▶ Texte fourni:
Dans cet environnement anxiogène, le rachat de Brossette par le groupe Point. P (même si la cession de son enseigne sanitaire-chauffage par Wolseley n’était pas une surprise) a entraîné beaucoup d’interrogations chez les concurrents. La puissance de feu de ce nouveau pôle Cedeo/Brossette, en termes d’achats et d’organisation logistique et informatique, pourrait faire la différence… ou non ! Car le travail à réaliser est énorme et le groupe Point. P ne laisse filtrer aucune information (celui-ci a d’ailleurs refusé de répondre à cette enquête).

En attendant les effets de cette concentration, les indépendants réunis au sein du groupement Algorel et les groupes multirégionaux (Aubade, Richardson, Tereva) se renforcent. Ainsi, selon une étude de Développement Construction, 48 % des ventes du secteur sont captées par des groupes indépendants dont le chiffre d’affaires dépasse les 30 M€ HT. Ces négociants sont particulièrement actifs sur le segment de la salle de bains. Porté par la progression des ventes en sanitaire depuis 2011, le négoce a en effet fortement investi sur les salles d’exposition. Des efforts récompensés si on en croit la hausse des visites en showrooms rapportée par la plupart des intervenants.

▶ Consigne écrite 1: Réécrivez les enregistrements depuis la ligne contenant « Report one point per instance of the turtleneck » jusqu'à la ligne contenant « [(50, 44), (46, 16), (37, 21), (59, 38)] », toutes deux comprises, en remplaçant « white background » par « light background » sans rien modifier d'autre.

(Enregistrements extraits d'une collection)

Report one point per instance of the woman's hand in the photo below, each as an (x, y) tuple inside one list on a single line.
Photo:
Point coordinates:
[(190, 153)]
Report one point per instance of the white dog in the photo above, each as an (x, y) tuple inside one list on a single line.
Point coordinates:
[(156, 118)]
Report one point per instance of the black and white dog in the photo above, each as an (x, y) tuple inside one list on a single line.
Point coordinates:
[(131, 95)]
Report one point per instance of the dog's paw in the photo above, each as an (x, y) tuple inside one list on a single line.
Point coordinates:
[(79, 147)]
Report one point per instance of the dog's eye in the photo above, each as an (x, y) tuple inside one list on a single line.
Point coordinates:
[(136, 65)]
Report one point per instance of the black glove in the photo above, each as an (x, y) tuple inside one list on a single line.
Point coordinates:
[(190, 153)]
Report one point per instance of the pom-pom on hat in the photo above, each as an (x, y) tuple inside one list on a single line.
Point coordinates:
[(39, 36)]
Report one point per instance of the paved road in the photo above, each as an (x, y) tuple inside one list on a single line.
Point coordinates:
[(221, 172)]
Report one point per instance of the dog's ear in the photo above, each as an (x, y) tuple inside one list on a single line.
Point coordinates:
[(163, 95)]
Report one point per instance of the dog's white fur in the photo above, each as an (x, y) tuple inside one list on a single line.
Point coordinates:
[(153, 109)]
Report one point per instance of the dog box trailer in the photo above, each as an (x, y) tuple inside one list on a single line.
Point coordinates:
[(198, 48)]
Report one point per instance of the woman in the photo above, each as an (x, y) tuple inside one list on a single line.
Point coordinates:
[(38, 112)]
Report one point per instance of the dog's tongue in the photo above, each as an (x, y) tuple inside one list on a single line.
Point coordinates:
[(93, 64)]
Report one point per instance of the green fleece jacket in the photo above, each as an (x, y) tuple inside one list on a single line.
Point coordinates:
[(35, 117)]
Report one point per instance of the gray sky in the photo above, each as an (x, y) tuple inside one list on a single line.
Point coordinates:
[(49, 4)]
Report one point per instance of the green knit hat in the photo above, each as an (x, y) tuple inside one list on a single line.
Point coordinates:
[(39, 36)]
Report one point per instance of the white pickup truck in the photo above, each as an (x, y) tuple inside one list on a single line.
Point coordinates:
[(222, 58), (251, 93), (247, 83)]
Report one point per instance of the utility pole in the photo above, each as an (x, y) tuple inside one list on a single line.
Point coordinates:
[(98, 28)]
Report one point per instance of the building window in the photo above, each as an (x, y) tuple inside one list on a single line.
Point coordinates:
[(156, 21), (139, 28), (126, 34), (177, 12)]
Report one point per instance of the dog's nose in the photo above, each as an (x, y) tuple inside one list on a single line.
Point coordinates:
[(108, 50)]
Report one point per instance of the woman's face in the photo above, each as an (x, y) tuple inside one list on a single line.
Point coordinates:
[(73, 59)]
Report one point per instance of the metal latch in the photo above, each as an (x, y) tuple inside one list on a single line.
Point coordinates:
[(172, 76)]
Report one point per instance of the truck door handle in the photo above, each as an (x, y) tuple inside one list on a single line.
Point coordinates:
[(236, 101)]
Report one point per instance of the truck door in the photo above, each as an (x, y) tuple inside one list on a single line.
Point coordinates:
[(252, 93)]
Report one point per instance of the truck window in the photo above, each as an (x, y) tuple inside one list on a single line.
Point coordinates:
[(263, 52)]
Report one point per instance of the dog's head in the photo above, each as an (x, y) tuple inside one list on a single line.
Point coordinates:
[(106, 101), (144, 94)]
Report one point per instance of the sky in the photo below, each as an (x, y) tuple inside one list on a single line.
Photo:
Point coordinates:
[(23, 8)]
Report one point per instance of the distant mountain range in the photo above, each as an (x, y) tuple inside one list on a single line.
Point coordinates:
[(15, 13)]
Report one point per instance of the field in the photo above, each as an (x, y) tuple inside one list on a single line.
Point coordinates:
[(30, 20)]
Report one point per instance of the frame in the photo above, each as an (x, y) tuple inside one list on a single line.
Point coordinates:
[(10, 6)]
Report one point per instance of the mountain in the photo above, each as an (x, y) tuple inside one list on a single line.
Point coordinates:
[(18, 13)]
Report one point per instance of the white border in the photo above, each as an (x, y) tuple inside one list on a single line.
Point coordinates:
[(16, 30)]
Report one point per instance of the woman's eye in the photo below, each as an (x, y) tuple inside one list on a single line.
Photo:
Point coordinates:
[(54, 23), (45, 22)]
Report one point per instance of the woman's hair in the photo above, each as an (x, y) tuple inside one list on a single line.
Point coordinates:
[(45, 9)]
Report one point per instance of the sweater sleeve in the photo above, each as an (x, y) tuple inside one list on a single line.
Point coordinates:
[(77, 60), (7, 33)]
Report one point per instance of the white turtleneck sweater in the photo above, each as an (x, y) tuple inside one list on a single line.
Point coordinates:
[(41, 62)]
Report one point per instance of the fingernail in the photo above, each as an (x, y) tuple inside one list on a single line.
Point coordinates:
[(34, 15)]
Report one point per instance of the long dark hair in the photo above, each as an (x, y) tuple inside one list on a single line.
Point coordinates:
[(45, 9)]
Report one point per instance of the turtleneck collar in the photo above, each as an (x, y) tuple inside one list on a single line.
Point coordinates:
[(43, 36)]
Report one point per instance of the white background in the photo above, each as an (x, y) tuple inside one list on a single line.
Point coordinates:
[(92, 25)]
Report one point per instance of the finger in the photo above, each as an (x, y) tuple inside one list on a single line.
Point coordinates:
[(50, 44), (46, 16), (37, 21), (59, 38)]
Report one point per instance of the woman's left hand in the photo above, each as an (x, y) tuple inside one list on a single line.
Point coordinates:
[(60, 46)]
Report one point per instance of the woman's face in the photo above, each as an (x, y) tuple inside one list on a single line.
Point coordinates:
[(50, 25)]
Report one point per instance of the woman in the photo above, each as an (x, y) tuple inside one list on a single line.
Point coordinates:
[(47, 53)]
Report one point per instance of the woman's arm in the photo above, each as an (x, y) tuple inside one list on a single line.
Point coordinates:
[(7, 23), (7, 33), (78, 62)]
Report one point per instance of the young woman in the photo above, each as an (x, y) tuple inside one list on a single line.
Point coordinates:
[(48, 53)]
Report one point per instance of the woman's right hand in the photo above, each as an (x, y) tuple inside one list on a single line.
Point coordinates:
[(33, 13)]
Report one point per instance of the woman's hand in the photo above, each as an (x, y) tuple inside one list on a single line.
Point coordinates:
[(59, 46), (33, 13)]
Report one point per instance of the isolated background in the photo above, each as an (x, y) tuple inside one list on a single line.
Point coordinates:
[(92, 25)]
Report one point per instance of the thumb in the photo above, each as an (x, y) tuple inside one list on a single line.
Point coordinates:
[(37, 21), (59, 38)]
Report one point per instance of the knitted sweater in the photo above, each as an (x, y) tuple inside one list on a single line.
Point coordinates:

▶ Consigne écrite 2: Prolongez le texte sur le négoce en sanitaire-chauffage à partir de sa dernière phrase.

▶ Réponse écrite 1:
Report one point per instance of the turtleneck collar in the photo above, each as an (x, y) tuple inside one list on a single line.
Point coordinates:
[(43, 36)]
Report one point per instance of the light background in the photo above, each as an (x, y) tuple inside one list on a single line.
Point coordinates:
[(92, 25)]
Report one point per instance of the finger in the photo above, each as an (x, y) tuple inside one list on a single line.
Point coordinates:
[(50, 44), (46, 16), (37, 21), (59, 38)]

▶ Réponse écrite 2:
Cultiver la relation au particulier

Aussi le groupement Algorel confir-me-t-il son objectif d’une centaine de salles Au fil du bain d’ici à 2015 et va reconduire cette année sa stratégie de communication pour asseoir la visibilité de son enseigne auprès des particuliers. D’ailleurs, les politiques de communication des négoces s’affinent sur ce sujet. Faisant le constat qu’encore beaucoup d’installateurs ne proposent pas de projets complets de rénovation ou n’abordent pas le sujet de l’accessibilité spontanément, les négociants affutent leur stratégie de contacts directs avec le client final.

Ainsi, Accueil Négoce vient de mettre en place une structure dédiée à Internet. L’objectif est d’amener le particulier à exposer son projet, comprendre son besoin, l’aiguiller vers la bonne solution, l’amener à visiter les salles d’exposition, à consulter les catalogues en ligne, et le mettre en relation avec un installateur… Ou lui vendre les équipements s’il en formule le souhait. Les supports tels que les catalogues sont également repensés pour aider les installateurs à faire ce travail de prescription. Ainsi un catalogue spécifique aux 34 salles d’exposition Aqualys (groupe Descours & Cabaud) sera lancé en 2013. L’enseigne va d’ailleurs profiter d’une remise à plat de son concept pour le redimensionner aux attentes du marché. Chez Socoda, la branche sanitaire-chauffage (qui a enregistré huit nouveaux adhérents en 2012) va bénéficier pour la première fois en 2013 d’un catalogue thématique.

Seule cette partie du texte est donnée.